#### BRIEF:
Pictures stay out of the answer, but every line of the material must be restated exactly.

::::

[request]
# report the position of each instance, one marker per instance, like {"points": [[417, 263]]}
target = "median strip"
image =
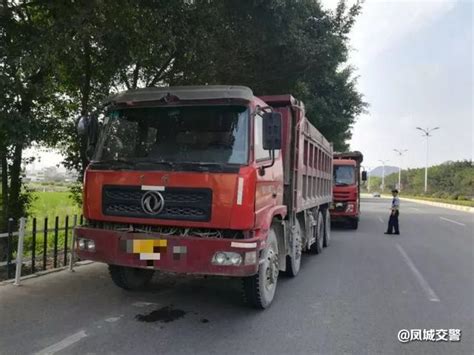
{"points": [[450, 220]]}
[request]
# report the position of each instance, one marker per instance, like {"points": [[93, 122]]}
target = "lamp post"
{"points": [[400, 152], [427, 134], [383, 173], [366, 168]]}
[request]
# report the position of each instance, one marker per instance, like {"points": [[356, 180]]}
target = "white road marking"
{"points": [[450, 220], [63, 344], [421, 280], [113, 319], [143, 304]]}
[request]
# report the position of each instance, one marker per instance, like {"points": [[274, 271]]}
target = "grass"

::::

#### OUTPUT OF THE EXERCISE:
[request]
# report the position of each instance, one marker per instance, like {"points": [[417, 263]]}
target = "median strip"
image =
{"points": [[450, 220]]}
[request]
# report the position of each instance, one marker per instance, like {"points": [[93, 122]]}
target = "lamp post"
{"points": [[400, 152], [427, 134], [383, 173], [366, 168]]}
[request]
# report the position of each instance, one marker per instance, like {"points": [[356, 180]]}
target = "white road marking"
{"points": [[450, 220], [63, 344], [421, 280], [113, 319], [143, 304]]}
[request]
# report the position of each instance, one marker per instance, like {"points": [[274, 271]]}
target = "grass"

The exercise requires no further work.